[start]

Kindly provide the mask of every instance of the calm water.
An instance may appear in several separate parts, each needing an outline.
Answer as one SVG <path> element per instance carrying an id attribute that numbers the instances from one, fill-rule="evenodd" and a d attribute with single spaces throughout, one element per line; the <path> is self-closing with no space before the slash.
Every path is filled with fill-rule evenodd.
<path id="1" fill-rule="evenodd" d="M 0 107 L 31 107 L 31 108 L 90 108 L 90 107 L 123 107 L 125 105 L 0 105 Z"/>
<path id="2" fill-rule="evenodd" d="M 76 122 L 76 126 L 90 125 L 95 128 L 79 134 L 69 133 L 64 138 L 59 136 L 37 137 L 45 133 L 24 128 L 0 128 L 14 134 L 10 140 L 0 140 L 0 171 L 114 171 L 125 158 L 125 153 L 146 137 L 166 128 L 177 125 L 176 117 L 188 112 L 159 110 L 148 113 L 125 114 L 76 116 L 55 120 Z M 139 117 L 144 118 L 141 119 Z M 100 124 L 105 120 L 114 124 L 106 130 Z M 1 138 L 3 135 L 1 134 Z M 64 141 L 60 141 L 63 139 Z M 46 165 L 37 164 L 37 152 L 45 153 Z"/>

[end]

Write the items above as a two-column CSV with the header row instruction,output and one row per item, placing each item's text and its answer in a single quoted field and replacing every line break with a space.

instruction,output
"Kindly provide the mask of every instance of the calm water. An instance may appear in several separate parts, each needing an outline. Answer as one SVG <path> element per instance carrying an id attribute that numbers the instances from one, fill-rule=""evenodd"" and a d attribute with single spaces throughout, one element per line; the <path> is self-closing with no space before the slash. Every path is filled with fill-rule evenodd.","<path id=""1"" fill-rule=""evenodd"" d=""M 0 107 L 31 107 L 31 108 L 90 108 L 90 107 L 123 107 L 125 105 L 0 105 Z""/> <path id=""2"" fill-rule=""evenodd"" d=""M 76 122 L 76 126 L 90 125 L 95 128 L 79 134 L 69 133 L 64 138 L 59 136 L 37 137 L 45 133 L 24 128 L 0 128 L 14 134 L 10 140 L 0 140 L 0 171 L 114 171 L 125 158 L 125 153 L 146 137 L 166 128 L 177 125 L 176 117 L 188 112 L 159 110 L 148 113 L 125 114 L 76 116 L 55 120 Z M 139 117 L 144 118 L 141 119 Z M 100 124 L 105 120 L 114 124 L 106 130 Z M 1 138 L 3 135 L 1 134 Z M 64 141 L 60 141 L 63 139 Z M 46 165 L 37 164 L 37 152 L 45 153 Z""/>"